## INSTRUCTIONS FOR THE TASK
What you write must match exactly the lines from the one with "of the blurred" through the last line of the material below.

--- DATA SUPPLIED ---

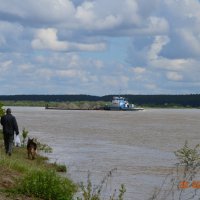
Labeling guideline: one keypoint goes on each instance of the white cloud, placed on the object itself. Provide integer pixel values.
(47, 39)
(138, 70)
(174, 76)
(93, 46)
(157, 46)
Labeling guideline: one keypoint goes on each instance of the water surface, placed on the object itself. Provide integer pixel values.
(139, 144)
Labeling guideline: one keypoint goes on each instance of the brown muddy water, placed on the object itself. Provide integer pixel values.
(138, 144)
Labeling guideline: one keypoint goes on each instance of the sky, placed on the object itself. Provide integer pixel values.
(99, 47)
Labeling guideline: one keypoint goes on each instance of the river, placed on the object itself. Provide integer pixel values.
(139, 145)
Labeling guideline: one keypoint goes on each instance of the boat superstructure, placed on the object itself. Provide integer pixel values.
(120, 103)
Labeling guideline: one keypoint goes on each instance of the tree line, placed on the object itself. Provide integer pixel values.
(186, 100)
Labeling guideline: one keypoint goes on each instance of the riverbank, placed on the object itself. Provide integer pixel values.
(25, 179)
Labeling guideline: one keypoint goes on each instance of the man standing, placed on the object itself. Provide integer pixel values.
(10, 126)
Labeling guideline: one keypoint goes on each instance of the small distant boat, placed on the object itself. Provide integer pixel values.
(120, 103)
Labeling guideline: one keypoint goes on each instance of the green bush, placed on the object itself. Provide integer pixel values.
(47, 185)
(2, 111)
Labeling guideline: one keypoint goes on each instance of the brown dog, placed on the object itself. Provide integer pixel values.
(31, 148)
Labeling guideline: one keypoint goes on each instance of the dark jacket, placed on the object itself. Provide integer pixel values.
(9, 124)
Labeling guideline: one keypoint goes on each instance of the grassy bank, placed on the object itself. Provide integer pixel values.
(24, 179)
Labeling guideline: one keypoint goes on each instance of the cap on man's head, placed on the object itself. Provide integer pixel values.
(8, 111)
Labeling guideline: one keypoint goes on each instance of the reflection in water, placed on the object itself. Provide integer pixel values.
(139, 144)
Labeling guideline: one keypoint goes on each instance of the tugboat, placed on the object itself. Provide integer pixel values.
(120, 103)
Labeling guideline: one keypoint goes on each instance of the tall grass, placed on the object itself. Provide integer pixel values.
(47, 185)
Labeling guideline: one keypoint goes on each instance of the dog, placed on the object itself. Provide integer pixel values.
(31, 148)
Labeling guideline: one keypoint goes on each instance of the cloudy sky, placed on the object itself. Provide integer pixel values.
(99, 47)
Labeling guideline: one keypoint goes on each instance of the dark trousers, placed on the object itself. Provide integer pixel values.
(8, 142)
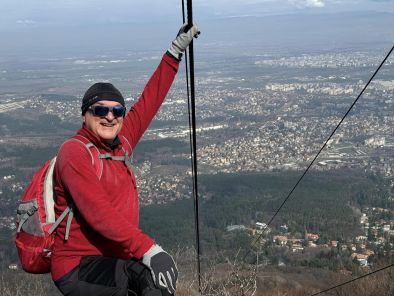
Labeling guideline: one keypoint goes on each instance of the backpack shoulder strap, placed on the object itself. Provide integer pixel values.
(129, 149)
(94, 153)
(128, 153)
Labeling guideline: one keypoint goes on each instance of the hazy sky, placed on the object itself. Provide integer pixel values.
(22, 13)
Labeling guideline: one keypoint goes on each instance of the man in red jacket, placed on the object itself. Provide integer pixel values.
(106, 252)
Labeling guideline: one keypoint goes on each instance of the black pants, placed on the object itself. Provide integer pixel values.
(104, 276)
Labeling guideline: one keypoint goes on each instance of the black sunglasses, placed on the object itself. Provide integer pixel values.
(101, 111)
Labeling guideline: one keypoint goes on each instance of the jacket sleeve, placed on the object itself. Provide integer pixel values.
(144, 110)
(78, 176)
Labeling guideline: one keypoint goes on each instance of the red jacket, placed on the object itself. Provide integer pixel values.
(106, 220)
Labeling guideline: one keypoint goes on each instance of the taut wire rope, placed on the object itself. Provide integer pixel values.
(321, 149)
(192, 132)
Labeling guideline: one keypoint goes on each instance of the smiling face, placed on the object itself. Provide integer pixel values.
(106, 127)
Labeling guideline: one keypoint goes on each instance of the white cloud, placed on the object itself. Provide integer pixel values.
(308, 3)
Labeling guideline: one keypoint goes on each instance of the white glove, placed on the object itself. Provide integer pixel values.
(162, 268)
(182, 40)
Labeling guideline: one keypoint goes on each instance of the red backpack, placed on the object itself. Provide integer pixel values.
(36, 220)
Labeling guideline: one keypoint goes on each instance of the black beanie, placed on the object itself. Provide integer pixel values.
(101, 91)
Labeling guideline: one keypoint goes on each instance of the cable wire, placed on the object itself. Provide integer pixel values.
(321, 149)
(192, 121)
(353, 280)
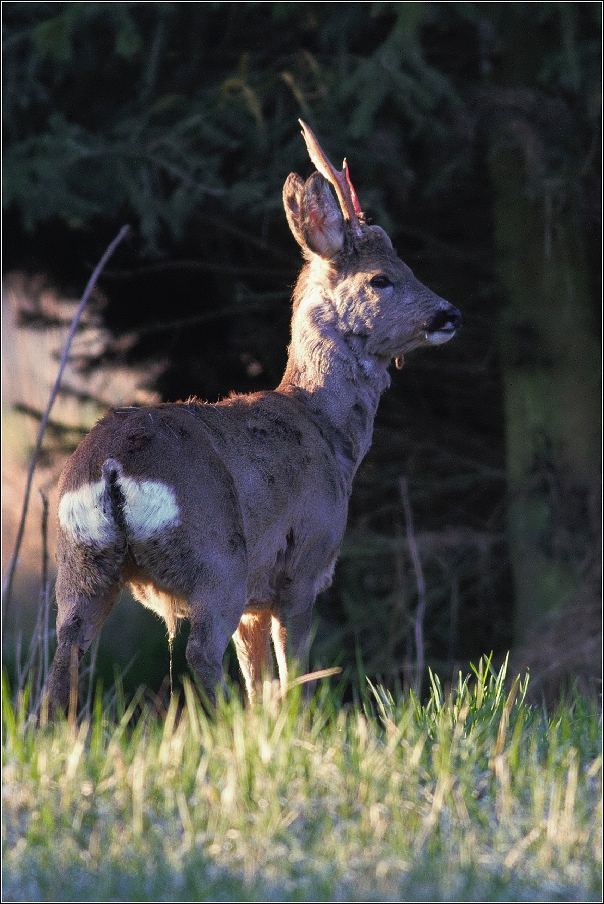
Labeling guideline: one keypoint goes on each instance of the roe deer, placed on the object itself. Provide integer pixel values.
(232, 514)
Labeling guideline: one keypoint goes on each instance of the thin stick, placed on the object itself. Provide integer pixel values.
(421, 587)
(10, 572)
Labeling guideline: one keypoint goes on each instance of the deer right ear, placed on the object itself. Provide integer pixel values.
(313, 215)
(292, 201)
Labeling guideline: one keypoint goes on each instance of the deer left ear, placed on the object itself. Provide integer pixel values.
(321, 219)
(292, 202)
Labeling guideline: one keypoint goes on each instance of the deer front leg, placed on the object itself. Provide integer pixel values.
(291, 640)
(253, 649)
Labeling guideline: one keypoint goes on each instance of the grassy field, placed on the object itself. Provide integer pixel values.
(474, 795)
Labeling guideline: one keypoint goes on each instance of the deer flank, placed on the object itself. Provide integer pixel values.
(232, 514)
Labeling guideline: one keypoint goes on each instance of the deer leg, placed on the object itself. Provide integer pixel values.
(253, 649)
(291, 639)
(78, 623)
(213, 623)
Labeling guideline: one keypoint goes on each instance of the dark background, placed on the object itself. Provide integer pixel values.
(473, 135)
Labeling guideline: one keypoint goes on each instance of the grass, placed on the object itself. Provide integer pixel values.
(474, 795)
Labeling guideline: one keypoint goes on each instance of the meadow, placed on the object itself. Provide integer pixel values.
(471, 795)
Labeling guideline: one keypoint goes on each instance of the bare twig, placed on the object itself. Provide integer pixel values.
(421, 587)
(10, 571)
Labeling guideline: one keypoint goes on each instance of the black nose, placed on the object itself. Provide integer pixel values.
(448, 318)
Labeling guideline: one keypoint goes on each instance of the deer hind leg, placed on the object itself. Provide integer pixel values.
(253, 649)
(88, 585)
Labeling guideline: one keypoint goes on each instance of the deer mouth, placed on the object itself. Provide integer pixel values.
(443, 326)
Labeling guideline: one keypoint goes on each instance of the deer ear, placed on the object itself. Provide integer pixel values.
(292, 201)
(321, 219)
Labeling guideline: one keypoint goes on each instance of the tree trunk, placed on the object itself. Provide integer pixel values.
(550, 360)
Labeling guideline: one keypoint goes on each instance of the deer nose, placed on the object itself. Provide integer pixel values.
(446, 320)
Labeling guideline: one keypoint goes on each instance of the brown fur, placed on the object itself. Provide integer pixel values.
(232, 514)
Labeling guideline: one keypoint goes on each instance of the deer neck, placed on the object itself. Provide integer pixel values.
(332, 375)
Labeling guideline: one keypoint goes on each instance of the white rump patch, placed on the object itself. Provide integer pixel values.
(149, 507)
(82, 514)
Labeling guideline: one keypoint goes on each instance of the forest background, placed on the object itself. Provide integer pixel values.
(473, 134)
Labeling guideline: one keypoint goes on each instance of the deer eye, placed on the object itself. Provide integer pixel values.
(380, 281)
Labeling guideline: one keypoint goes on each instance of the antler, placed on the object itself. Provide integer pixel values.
(347, 196)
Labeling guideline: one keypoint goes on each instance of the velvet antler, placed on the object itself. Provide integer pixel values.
(340, 180)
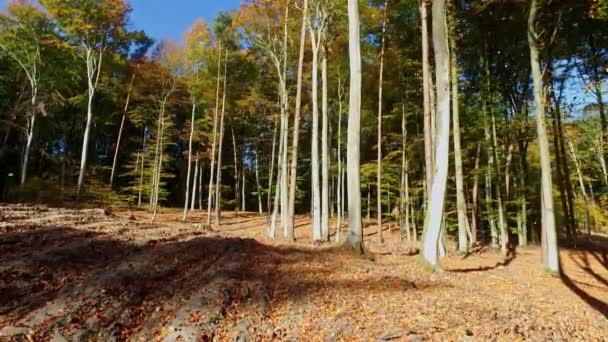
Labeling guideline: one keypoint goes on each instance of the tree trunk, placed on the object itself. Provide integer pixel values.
(355, 229)
(271, 176)
(340, 182)
(236, 173)
(296, 128)
(257, 182)
(379, 146)
(194, 187)
(548, 215)
(463, 222)
(93, 72)
(324, 151)
(28, 144)
(475, 197)
(316, 194)
(218, 182)
(187, 194)
(214, 138)
(122, 125)
(434, 215)
(426, 91)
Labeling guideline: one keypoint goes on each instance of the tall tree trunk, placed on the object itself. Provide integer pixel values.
(214, 138)
(316, 193)
(236, 172)
(271, 175)
(218, 181)
(461, 205)
(548, 214)
(141, 176)
(475, 197)
(296, 128)
(187, 194)
(434, 215)
(340, 182)
(404, 217)
(426, 91)
(582, 186)
(489, 189)
(28, 144)
(355, 229)
(93, 72)
(257, 181)
(324, 151)
(194, 183)
(379, 146)
(120, 130)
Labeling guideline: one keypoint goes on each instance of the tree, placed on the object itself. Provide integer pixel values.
(355, 228)
(93, 27)
(24, 33)
(434, 214)
(551, 253)
(197, 42)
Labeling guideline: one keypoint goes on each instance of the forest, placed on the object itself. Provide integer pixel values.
(305, 170)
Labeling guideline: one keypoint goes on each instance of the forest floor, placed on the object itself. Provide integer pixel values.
(90, 275)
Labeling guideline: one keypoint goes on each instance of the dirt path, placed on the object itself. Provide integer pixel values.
(82, 275)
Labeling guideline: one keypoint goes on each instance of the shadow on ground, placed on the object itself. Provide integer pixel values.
(61, 280)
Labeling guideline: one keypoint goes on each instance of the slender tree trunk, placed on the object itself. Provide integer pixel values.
(583, 189)
(277, 195)
(355, 229)
(426, 91)
(463, 222)
(200, 187)
(548, 214)
(187, 194)
(257, 182)
(194, 185)
(475, 197)
(316, 193)
(243, 199)
(340, 182)
(434, 215)
(28, 144)
(218, 182)
(404, 217)
(93, 72)
(122, 125)
(324, 151)
(296, 128)
(141, 176)
(271, 176)
(236, 173)
(379, 146)
(214, 138)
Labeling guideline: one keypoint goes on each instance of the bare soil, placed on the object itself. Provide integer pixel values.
(98, 275)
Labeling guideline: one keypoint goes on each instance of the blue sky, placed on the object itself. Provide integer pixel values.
(170, 18)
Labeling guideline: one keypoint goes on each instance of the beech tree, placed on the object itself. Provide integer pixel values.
(93, 27)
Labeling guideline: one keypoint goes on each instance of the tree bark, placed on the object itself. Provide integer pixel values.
(187, 194)
(214, 138)
(296, 128)
(355, 229)
(324, 151)
(463, 222)
(379, 146)
(93, 72)
(548, 215)
(426, 91)
(122, 125)
(218, 182)
(434, 214)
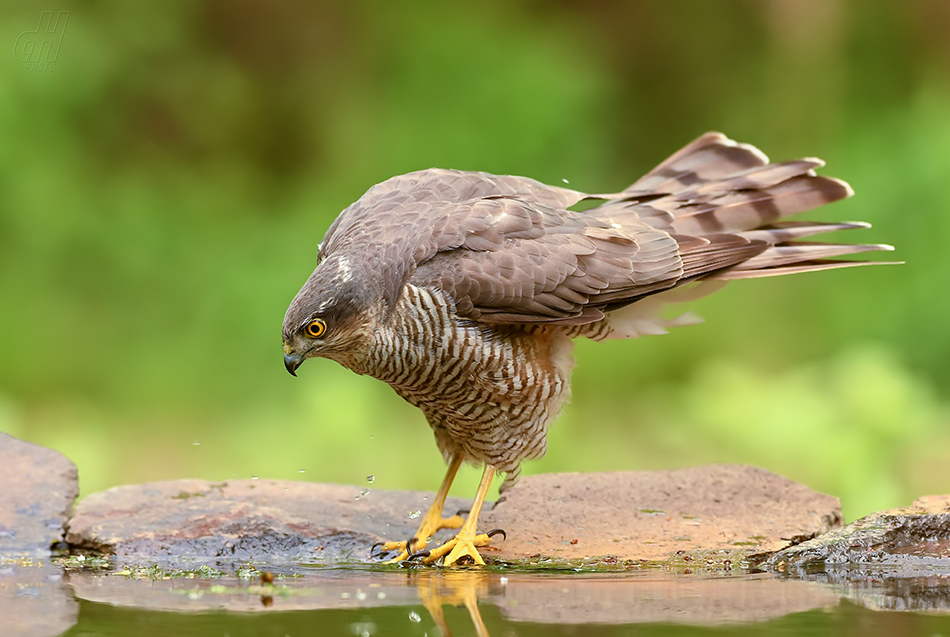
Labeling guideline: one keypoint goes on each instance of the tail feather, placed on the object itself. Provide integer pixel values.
(804, 266)
(790, 230)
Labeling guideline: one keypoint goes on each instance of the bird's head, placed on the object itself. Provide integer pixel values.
(332, 316)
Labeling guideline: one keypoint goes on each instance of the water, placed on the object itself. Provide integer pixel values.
(358, 599)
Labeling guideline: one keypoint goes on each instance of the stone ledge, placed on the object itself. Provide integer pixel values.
(641, 516)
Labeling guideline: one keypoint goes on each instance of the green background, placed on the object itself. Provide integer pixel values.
(164, 187)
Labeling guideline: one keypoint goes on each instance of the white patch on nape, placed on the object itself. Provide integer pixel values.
(344, 269)
(646, 317)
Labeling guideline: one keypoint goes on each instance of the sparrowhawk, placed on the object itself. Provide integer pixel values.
(464, 290)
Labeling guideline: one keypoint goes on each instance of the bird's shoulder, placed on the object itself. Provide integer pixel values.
(403, 208)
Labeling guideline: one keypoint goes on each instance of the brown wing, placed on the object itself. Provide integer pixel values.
(508, 250)
(510, 261)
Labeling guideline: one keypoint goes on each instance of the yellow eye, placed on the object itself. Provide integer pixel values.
(316, 328)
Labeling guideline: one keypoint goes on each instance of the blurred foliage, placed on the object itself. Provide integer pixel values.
(163, 189)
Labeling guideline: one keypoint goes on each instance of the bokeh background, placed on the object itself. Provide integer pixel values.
(164, 187)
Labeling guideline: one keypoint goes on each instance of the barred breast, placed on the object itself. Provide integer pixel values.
(487, 391)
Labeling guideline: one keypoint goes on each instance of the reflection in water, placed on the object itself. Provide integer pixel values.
(501, 602)
(462, 587)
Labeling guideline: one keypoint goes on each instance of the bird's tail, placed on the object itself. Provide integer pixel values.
(716, 191)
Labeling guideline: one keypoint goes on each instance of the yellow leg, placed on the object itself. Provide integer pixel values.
(463, 545)
(432, 521)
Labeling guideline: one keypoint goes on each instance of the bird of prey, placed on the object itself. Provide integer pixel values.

---

## THE COMPLETED TASK
Labeling guideline: one keypoint goes on each instance of the blurred foliage, placed on the object itself. Provide integer pixel values.
(163, 189)
Labeling guideline: one keypoint goes on each instance of the bokeh background, placed on the object itself. Provide integer pixel values.
(164, 187)
Labeling guideline: one keypoint goes on each instance of the barred breast, placed on the object itself. Provide integer pixel values.
(487, 391)
Labeling guideline: one keypoint goes on each instance of the reflection in water, placed on the object itself. Provide integer pixel values.
(501, 602)
(462, 587)
Labeling guideline: one keypoint goes on each instance of the bird's tail, placed on the object itself. Provide integer pixel values.
(716, 191)
Labeling guideline: one keypoint goes on each instance of the yellow leg, placed on the object itself. Provide integer pixel values.
(463, 545)
(432, 521)
Labeling guideline: one keypoint goes on each instance of the bird of prey, placed on the object itself. Provide integer pixel values.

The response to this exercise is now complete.